• [WHAT YOU SHOULD DO] Output the full material exactly as it appears here.

• [ROWS]

▬▬▬▬▬▬▬▬▬▬

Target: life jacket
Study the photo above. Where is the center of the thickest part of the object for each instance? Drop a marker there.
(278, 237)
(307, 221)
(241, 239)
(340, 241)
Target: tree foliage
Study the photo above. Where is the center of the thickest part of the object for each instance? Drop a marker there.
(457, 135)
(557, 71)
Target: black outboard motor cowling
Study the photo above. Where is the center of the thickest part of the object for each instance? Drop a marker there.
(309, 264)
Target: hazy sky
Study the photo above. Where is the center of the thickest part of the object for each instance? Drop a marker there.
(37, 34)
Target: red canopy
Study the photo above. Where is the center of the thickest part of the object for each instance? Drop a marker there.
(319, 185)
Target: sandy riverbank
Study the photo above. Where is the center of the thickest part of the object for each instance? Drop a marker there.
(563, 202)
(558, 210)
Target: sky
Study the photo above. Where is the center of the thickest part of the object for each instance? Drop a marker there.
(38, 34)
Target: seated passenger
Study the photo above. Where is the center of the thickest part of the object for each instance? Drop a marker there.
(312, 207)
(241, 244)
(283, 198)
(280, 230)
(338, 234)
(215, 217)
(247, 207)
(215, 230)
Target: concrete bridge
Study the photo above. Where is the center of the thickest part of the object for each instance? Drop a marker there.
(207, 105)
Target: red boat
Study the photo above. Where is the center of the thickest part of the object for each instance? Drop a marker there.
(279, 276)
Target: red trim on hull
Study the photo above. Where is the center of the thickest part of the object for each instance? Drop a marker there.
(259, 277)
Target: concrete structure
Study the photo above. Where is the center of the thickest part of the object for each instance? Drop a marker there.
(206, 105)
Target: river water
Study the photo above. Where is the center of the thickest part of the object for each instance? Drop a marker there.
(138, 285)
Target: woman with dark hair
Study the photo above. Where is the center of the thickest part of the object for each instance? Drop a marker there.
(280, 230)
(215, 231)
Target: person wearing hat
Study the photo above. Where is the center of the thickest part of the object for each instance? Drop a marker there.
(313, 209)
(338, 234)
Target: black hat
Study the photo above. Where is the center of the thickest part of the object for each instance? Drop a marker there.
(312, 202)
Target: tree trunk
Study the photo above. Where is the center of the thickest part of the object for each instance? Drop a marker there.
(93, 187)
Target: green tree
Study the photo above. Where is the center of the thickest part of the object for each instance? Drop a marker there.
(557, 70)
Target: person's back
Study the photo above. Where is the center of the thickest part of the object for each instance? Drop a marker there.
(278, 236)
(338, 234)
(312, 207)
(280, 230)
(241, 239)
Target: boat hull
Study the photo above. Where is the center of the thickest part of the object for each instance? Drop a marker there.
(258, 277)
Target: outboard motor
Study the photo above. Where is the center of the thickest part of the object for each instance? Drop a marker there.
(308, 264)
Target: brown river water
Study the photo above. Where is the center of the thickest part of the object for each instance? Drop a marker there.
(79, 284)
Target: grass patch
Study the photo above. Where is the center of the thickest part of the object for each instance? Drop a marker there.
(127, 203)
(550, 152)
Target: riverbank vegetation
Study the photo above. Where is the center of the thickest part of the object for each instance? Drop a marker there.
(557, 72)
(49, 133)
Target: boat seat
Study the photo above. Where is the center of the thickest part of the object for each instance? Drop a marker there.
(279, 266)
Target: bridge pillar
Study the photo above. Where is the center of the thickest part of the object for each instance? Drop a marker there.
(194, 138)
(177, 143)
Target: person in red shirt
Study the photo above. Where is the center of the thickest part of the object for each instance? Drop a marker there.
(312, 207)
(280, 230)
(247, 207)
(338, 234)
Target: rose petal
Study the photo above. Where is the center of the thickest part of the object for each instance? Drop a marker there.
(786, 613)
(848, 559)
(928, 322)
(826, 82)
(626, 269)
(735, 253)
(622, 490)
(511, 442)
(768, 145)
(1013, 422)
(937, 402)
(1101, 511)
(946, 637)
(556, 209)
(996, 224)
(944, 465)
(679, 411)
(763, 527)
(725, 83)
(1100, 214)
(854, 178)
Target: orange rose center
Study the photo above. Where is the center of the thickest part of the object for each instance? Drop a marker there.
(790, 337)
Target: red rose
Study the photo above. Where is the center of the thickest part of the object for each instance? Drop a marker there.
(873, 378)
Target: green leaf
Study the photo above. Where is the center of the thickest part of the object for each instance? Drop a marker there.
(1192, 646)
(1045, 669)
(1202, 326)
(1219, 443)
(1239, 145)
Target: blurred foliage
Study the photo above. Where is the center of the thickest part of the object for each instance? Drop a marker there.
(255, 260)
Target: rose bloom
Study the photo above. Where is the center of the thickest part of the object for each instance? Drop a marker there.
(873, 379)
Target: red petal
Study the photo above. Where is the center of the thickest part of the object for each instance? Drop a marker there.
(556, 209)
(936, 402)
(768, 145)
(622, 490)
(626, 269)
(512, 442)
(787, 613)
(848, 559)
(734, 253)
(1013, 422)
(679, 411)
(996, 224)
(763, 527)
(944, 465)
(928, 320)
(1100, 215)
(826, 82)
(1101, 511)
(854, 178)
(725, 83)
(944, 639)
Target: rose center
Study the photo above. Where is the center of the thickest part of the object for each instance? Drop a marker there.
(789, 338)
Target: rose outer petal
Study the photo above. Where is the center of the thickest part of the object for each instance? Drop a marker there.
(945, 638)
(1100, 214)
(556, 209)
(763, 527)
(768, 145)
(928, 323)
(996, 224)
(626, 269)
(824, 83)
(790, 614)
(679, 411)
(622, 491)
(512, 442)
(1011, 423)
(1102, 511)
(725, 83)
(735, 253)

▬▬▬▬▬▬▬▬▬▬

• [EXPECTED ANSWER]
Target: life jacket
Study the photo above. Where is the center of the thickest part of the object for each instance? Drop a marker there.
(278, 237)
(307, 221)
(241, 239)
(340, 241)
Target: tree foliage
Study the photo above. Where is the center of the thickest part of the object for each instance? Drop a marker there.
(457, 135)
(557, 71)
Target: black outboard motor cowling
Study the photo above. Where is the center of the thickest part of the object for each instance? Drop a marker there.
(309, 264)
Target: hazy sky
Study the photo above. Where is the center of the thickest part of the object for each instance? Drop a marker there.
(37, 34)
Target: red canopy
Study the photo above. Where is the center of the thickest part of the object for each instance? Drop a marker there.
(319, 185)
Target: sandy riverbank
Study the photo above. Where is the center of the thickest part of the object for each instance? Drop a marker there.
(563, 202)
(558, 210)
Target: sky
Study the photo above. Where is the center of the thickest part of the object for each instance? Drop a marker there.
(38, 34)
Target: seated passenger
Study the photo above. Where is the center of the thickest part of the object for each instance? Drop a marker there.
(312, 207)
(241, 244)
(283, 198)
(280, 230)
(338, 234)
(215, 217)
(247, 207)
(215, 230)
Target: concrete bridge
Study the photo above. Where is the center of the thickest part of the object for each instance? Drop a marker there.
(207, 105)
Target: red boat
Study the photo above. Where is the center of the thickest part of the object for each instance? Drop a marker there.
(279, 276)
Target: red trim on hull
Study the photo above. Where is the center of the thickest part of the object for each instance? Drop a marker there.
(259, 277)
Target: concrete structure
Study the photo above. Where is the center of the thickest part of the object for each instance? Drop a marker there.
(206, 105)
Target: river water
Study the photo above. Where is the center of the thickest part of the object for each instance? Drop a marker there.
(138, 285)
Target: woman with dark hair
Study the photo above. Where is the center of the thickest part of the object for each instance? Drop a marker there.
(280, 230)
(215, 231)
Target: person wearing hat
Study the photo above. Where is the center of the thickest part of the object for each instance? Drop a marker there.
(313, 209)
(338, 234)
Target: black hat
Study the photo above. Where is the center of the thickest part of the object for each instance? Drop a marker there.
(312, 202)
Target: tree trunk
Study the photo above. Where is the center of the thickest part of the object for each instance? Drop a marker there.
(93, 187)
Target: green tree
Study the photo above. Where is the center of the thickest part of the object for each instance? Drop a marker there.
(557, 70)
Target: person's back
Study the photo above. Where is the center of the thickest part of the object for each instance? Drop a marker there.
(278, 236)
(338, 234)
(312, 207)
(280, 230)
(241, 239)
Target: boat hull
Study the photo above. Where is the center of the thickest part of the object for each instance? Drop a marker there.
(258, 277)
Target: outboard motor
Study the photo above. Where is the center of the thickest part of the object for each instance? Drop a marker there.
(308, 264)
Target: brown river water
Study the photo above. Where is the center of the thickest part of the object for each instance? Drop a marker there.
(79, 284)
Target: grass patch
Study the photo above. Where is the center of the thickest part of the object for each instance? Drop a marker there.
(127, 203)
(550, 152)
Target: riverbank vegetation
Study the photo above. Where is the center of the thickest part of the object for each instance? Drop a marker there.
(557, 72)
(49, 133)
Target: boat seat
Study the photo above. Where is the center of the thickest part of the object for each instance? Drop a marker there.
(279, 266)
Target: bridge pillar
Study the photo above. Where is the center of the thickest part of the object for each instance? Drop a marker there.
(194, 138)
(177, 143)
Target: person in red shirt
Study the photo above. Where is the center of the thickest part of the object for each instance? Drop a marker there.
(312, 207)
(280, 230)
(247, 207)
(338, 234)
Target: rose petal
Study the photo above. Where is the center of the thickest part of the object for each instance? Drop a marker there.
(786, 613)
(848, 559)
(928, 322)
(826, 82)
(626, 269)
(735, 253)
(622, 490)
(511, 442)
(768, 145)
(1013, 422)
(937, 402)
(1101, 511)
(946, 637)
(556, 209)
(996, 224)
(944, 465)
(679, 411)
(763, 527)
(725, 83)
(1100, 214)
(854, 178)
Target: orange rose center
Study the photo above. Where is the center of the thickest part of the object for each instance? Drop a marker there.
(790, 337)
Target: red rose
Study the photo above. Where is the center of the thickest part of the object for each instance? Drop a marker there.
(873, 378)
Target: green leaf
Study the photo above. Where is the center of the thickest part of the object for each instance? Drop a marker there.
(1192, 646)
(1045, 669)
(1202, 326)
(1219, 443)
(1239, 145)
Target: blurred foliage
Study the photo above. Where is the center of the thickest part of the object for each instance? Drop a marker there.
(255, 260)
Target: rose bloom
Study the photo above. Where is the center of the thickest part of the object for each instance? Drop a marker there.
(873, 379)
Target: red petal
Study the photo above. Where is the center of the thickest part of the object for each instance? Drop a marker there.
(556, 209)
(936, 402)
(768, 145)
(622, 490)
(626, 269)
(512, 442)
(787, 613)
(848, 559)
(734, 253)
(1013, 422)
(679, 411)
(996, 224)
(763, 527)
(944, 465)
(928, 320)
(1100, 215)
(826, 82)
(1101, 511)
(854, 178)
(725, 83)
(944, 639)
Target: rose center
Study the photo above. Where is the center of the thickest part of the object for each instance? Drop a marker there.
(789, 338)
Target: rose outer petal
Study the photo above. Where is the center of the thickest part of the object for each instance? Drop a marker there.
(945, 638)
(1100, 214)
(556, 209)
(763, 527)
(768, 145)
(928, 323)
(996, 224)
(626, 269)
(824, 83)
(790, 614)
(679, 411)
(622, 491)
(512, 442)
(1011, 423)
(1102, 511)
(725, 83)
(735, 253)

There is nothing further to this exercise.